- Passage:

Personal information
- Full name: Margaret Will
- Born: November 22, 1964 (age 61) Whiteville, North Carolina, U.S.
- Height: 5 ft 4 in (1.63 m)
- Sporting nationality: United States
- Residence: Whiteville, North Carolina, U.S.

Career
- College: Furman University
- Turned professional: 1987
- Former tours: LPGA Tour Futures Tour
- Professional wins: 3

Number of wins by tour
- LPGA Tour: 3

Best results in LPGA major championships
- Chevron Championship: T13: 1999
- Women's PGA C'ship: T10: 2001
- U.S. Women's Open: T14: 1996
- du Maurier Classic: T6: 1999
- Women's British Open: CUT: 2001

= Maggie Will =

American professional golfer (born 1964)

Margaret "Maggie" Will (born November 22, 1964) is an American professional golfer who played on the LPGA Tour.

== Career ==
Will won three times on the LPGA Tour between 1990 and 1994.

- Work item A:
Copy out the Maggie Will article word for word, everything from "Best results in" down to "the LPGA Tour.".
- Work item B:
List every championship named under the best results in LPGA major championships in the Maggie Will article.
- Work item C:
Write the next part of the Maggie Will article, picking up after its last sentence.

- Given data:

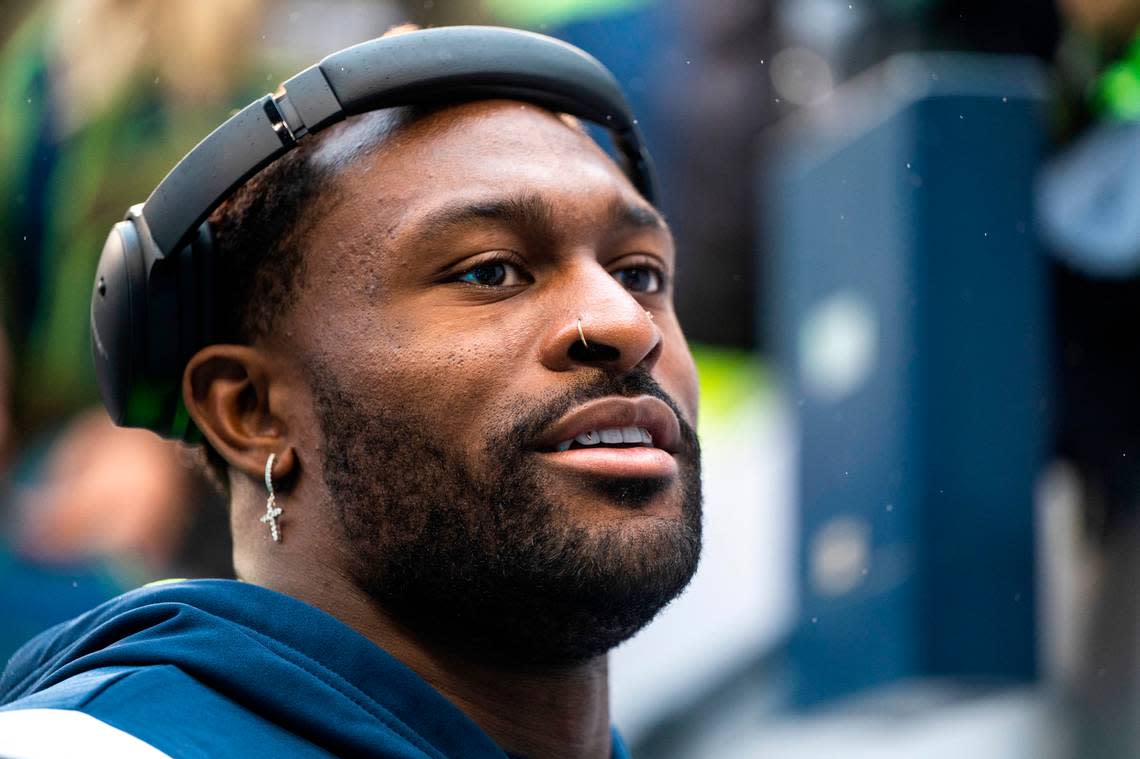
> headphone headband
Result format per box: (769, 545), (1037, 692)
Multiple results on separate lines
(91, 26), (657, 439)
(141, 26), (656, 253)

- Response area A:
Best results in LPGA major championships
- Chevron Championship: T13: 1999
- Women's PGA C'ship: T10: 2001
- U.S. Women's Open: T14: 1996
- du Maurier Classic: T6: 1999
- Women's British Open: CUT: 2001

= Maggie Will =

American professional golfer (born 1964)

Margaret "Maggie" Will (born November 22, 1964) is an American professional golfer who played on the LPGA Tour.

- Response area B:
Chevron Championship
Women's PGA C'ship
U.S. Women's Open
du Maurier Classic
Women's British Open

- Response area C:
==Professional wins==
===LPGA Tour wins (3)===

| No. | Date | Tournament | Winning score | Margin of victory | Runners-up |
|---|---|---|---|---|---|
| 1 | Mar 11, 1990 | Desert Inn LPGA International | −2 (73-66-75=214) | 1 stroke | JPN Ayako Okamoto USA Patti Rizzo USA Val Skinner |
| 2 | Apr 26, 1992 | Sara Lee Classic | −9 (71-69-67=207) | Playoff | USA Amy Benz USA Brandie Burton |
| 3 | Aug 14, 1994 | Children's Medical Center LPGA Classic | −6 (70-70-70=210) | Playoff | USA Jill Briles-Hinton PER Alicia Dibos |

LPGA Tour playoff record (2–0)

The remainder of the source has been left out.